[Directions for this task] Each entry should be restated word for word, with all pictures left out.

[Stored data entries]
>>>>

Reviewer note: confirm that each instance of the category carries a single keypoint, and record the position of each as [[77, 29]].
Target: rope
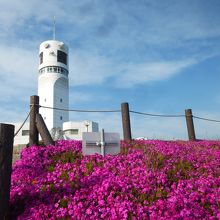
[[135, 112], [78, 110], [23, 122], [206, 119], [157, 115]]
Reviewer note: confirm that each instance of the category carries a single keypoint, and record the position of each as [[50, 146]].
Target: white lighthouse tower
[[53, 82]]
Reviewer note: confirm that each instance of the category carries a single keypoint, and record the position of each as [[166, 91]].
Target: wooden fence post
[[42, 128], [190, 125], [33, 132], [126, 121], [6, 151]]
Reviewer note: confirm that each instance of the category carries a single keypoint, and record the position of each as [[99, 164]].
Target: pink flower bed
[[147, 180]]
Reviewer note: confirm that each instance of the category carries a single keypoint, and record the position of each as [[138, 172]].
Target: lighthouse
[[53, 83]]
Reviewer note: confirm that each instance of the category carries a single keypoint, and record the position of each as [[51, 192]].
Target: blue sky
[[160, 56]]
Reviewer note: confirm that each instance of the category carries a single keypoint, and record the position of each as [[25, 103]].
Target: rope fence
[[125, 113], [131, 111]]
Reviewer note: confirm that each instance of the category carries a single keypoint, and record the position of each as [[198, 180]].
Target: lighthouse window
[[41, 57], [61, 57]]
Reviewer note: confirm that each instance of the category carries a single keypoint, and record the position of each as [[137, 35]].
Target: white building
[[74, 130], [53, 92], [22, 138]]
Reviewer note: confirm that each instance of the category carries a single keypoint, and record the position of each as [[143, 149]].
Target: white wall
[[70, 126]]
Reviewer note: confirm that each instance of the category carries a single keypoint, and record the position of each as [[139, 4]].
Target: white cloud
[[89, 69], [133, 74]]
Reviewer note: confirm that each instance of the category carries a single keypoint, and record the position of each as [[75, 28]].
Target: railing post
[[190, 125], [42, 128], [126, 121], [33, 132], [6, 151]]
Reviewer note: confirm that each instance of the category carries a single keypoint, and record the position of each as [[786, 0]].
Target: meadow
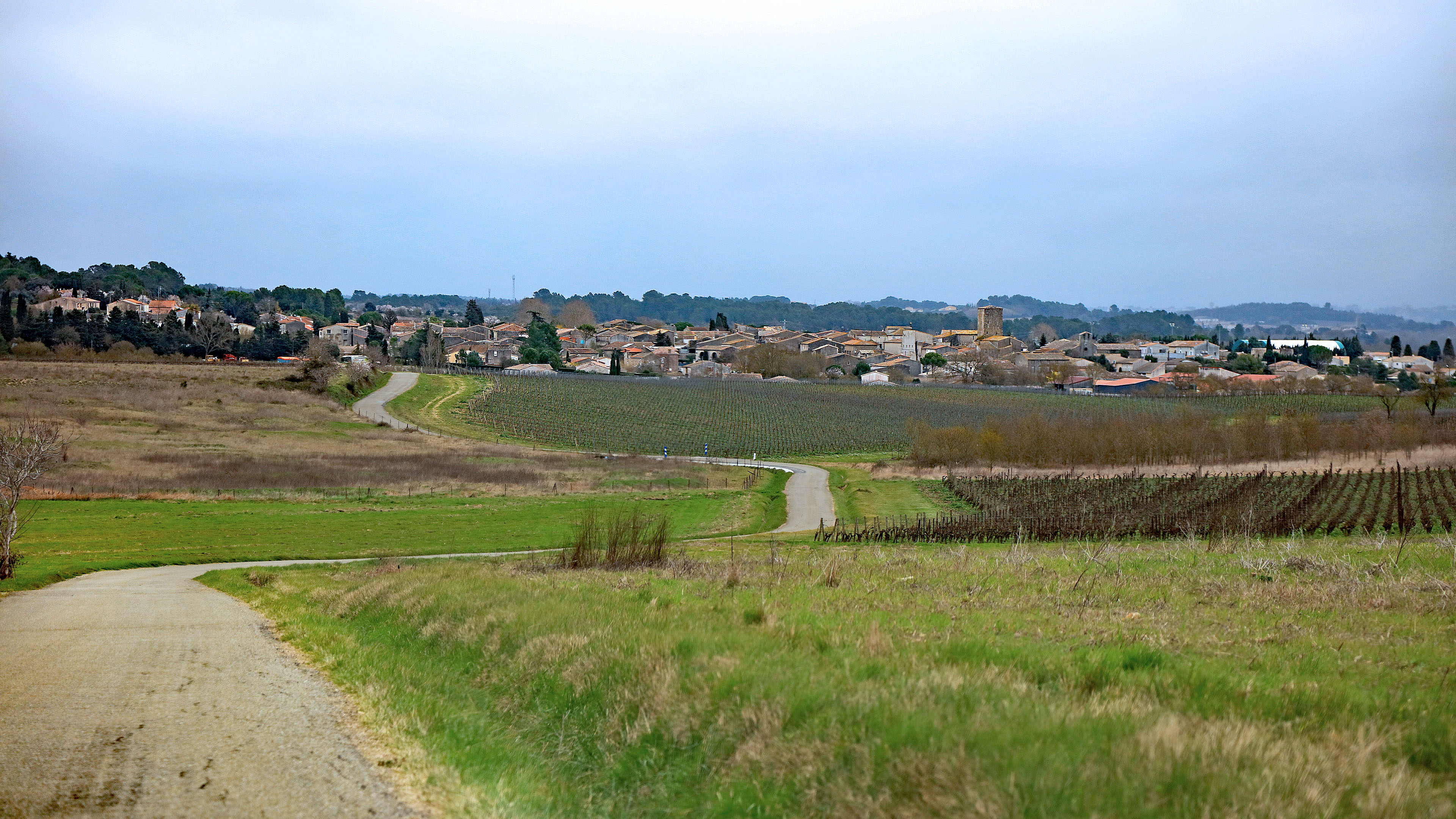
[[220, 463], [182, 430], [66, 538], [1301, 677], [777, 420]]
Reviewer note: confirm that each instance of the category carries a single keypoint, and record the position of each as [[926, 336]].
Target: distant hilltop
[[1021, 312]]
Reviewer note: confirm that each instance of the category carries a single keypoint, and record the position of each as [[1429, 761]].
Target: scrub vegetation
[[197, 430], [1258, 678]]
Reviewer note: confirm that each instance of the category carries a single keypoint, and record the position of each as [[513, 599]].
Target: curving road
[[809, 496], [142, 693], [373, 404]]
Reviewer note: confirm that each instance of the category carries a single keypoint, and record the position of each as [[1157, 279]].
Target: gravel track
[[807, 490], [143, 693]]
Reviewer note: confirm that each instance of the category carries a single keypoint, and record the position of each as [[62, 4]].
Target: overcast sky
[[1130, 152]]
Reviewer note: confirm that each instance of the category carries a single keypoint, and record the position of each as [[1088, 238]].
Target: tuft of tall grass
[[621, 540]]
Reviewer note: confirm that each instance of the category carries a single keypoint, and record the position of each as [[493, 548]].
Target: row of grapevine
[[740, 417], [1151, 506]]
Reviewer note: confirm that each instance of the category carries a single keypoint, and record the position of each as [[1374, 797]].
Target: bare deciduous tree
[[319, 365], [1433, 394], [1390, 399], [28, 448], [215, 330]]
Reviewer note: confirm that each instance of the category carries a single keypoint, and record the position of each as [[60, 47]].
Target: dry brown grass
[[174, 430]]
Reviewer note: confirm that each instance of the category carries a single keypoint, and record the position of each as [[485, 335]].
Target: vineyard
[[774, 420], [1148, 506]]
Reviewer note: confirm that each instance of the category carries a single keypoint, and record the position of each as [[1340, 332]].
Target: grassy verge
[[765, 509], [433, 403], [346, 399], [1277, 679], [67, 538], [858, 494]]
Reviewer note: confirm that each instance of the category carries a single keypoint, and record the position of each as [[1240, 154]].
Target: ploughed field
[[1382, 502], [777, 420]]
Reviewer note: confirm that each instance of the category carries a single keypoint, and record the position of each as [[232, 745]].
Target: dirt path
[[373, 404], [143, 693]]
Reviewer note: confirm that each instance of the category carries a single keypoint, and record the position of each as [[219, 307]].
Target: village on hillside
[[1221, 361]]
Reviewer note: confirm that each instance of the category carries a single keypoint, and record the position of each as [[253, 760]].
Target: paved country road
[[143, 693], [809, 496], [373, 404]]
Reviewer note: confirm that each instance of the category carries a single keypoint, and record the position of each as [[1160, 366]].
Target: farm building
[[1122, 387]]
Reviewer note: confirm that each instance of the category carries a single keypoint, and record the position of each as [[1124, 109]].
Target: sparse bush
[[622, 540]]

<<<<

[Written reply]
Reviewer note: confirm that each instance of the category carries a single keypoint, and record the position of each as [[77, 29]].
Target: rope
[[135, 112], [78, 110], [23, 122], [206, 119], [157, 115]]
Reviewer note: confirm that each instance of the category carries a single keypoint, and record the position of each as [[50, 146]].
Target: white lighthouse tower
[[53, 82]]
Reviewer note: confirm that each instance of the category carries a single keypoint, and record the position of each as [[166, 91]].
Target: wooden fence post
[[42, 128], [190, 125], [33, 132], [126, 121], [6, 151]]
Reviewer note: confirm that each instance of the category carries a single keypoint, and record the position of each as [[99, 164]].
Target: pink flower bed
[[147, 180]]
Reviewer note: confirm that each instance of the category carries a single keypoint, and record the position of each as [[138, 172]].
Target: lighthouse
[[53, 83]]
Reviewer note: confirm that each instance of the category carries a single keypoint, and record the position of each as [[51, 192]].
Target: blue sky
[[160, 56]]
Reviewer note: confirm that each instance of the category carries a single keypoint, and record the position of each as [[25, 103]].
Target: rope fence
[[125, 113], [131, 111]]
Reviewer note: confirm that each instance of the category carries a single keypoint, and record the position of each as [[198, 180]].
Target: lighthouse window
[[41, 57], [61, 57]]
Reviewer note: confirm that each instance of the category carries a single keypoint, and record the position of each as [[137, 35]].
Target: white building
[[74, 130], [53, 92], [22, 138]]
Reviewer note: confirm that each instance of the category carries a single keypoint, and record the position of each as [[143, 149]].
Target: white wall
[[70, 126]]
Reviewer note: confirm that each instance of the category carries a single keypoint, and record the position of each as [[139, 4]].
Target: white cloud
[[89, 69], [133, 74]]
Reviewer note: confirm that each instance of the category carries a single keypoint, and record the position of each as [[75, 28]].
Target: railing post
[[190, 125], [42, 128], [126, 121], [33, 132], [6, 151]]
Reviewer note: confirm that each instance of the category carries a single keypoint, and record the position of each as [[786, 0]].
Target: meadow
[[220, 463], [182, 430], [66, 538], [1301, 677], [777, 420]]
Reviewer note: confirm that each instance of the category carries a single keypoint, and record the position of each as [[926, 336]].
Target: distant hilltop
[[1021, 312]]
Reviewer note: confirm that each instance of the category carries a single keypoint, and record the position of each as [[1429, 761]].
Target: scrub vegetation
[[197, 430], [1258, 678]]
Reviewer note: confirm that each instance of the category carries a single keypoint, and record the position of each as [[513, 599]].
Target: curving road
[[809, 496], [142, 693], [373, 404]]
Reviewer note: confirm that each instance of the category carries a single keypoint, and record the position of each as [[1157, 279]].
Target: gravel track
[[807, 490], [143, 693]]
Reviewer note: confirm that each instance of the category carries a single keypoint, and record the position of each as [[62, 4]].
Target: overcast sky
[[1130, 152]]
Reviewer note: confirm that each instance of the category carries a single keypoint, and record the position of each as [[1088, 238]].
Target: tuft of tall grass
[[621, 540]]
Reviewer note: confirm that each instance of the category carries a single keypoint, and record the position of each as [[493, 548]].
Target: row of grapevine
[[740, 417], [1151, 506]]
Reviewer note: confirm that each instance of the category carries a single keypoint, and record the position of each as [[1374, 797]].
Target: bare deciduous tree
[[319, 365], [1433, 394], [1390, 399], [28, 448], [215, 330]]
Reviewer note: confirm that each instance of the category carries a single keypoint, and record the position of each as [[60, 47]].
Target: dry brown grass
[[174, 430]]
Reviewer note: confirm that each instance of the category carries a single keypoint, and record the position of each as [[485, 335]].
Target: vineyard
[[774, 420], [1148, 506]]
Reviewer note: confirm that each instance of the category carries a single keypoint, and record the position of each as [[1340, 332]].
Target: grassy verge
[[765, 509], [433, 403], [346, 399], [1277, 679], [67, 538], [858, 494]]
Reviewer note: confirm that each instance of the category carries a single keypoint, and record the position of each as [[1240, 154]].
Target: ploughed field
[[1382, 502], [777, 420]]
Reviewer note: confirm that each instance of the category carries a single keypoint, and record the position of each as [[232, 745]].
Target: dirt path
[[373, 404], [143, 693]]
Reviewer note: confirm that each instance of the category carries a single keypoint, and record the position of each as [[219, 307]].
Target: village on hillside
[[1221, 361]]
Reviewer note: confirm that each instance of the category carries a single keypoint, and record the position of each as [[253, 760]].
Target: paved country road
[[143, 693], [809, 496], [373, 404]]
Reviewer note: confirm that each instance of the category carries a single keypoint, and record the position of each as [[1160, 366]].
Target: farm building
[[1122, 387]]
Reviewer note: confirm that each instance of the category carries a single keypoint, and record the position of each as [[1124, 109]].
Target: sparse bush
[[622, 540]]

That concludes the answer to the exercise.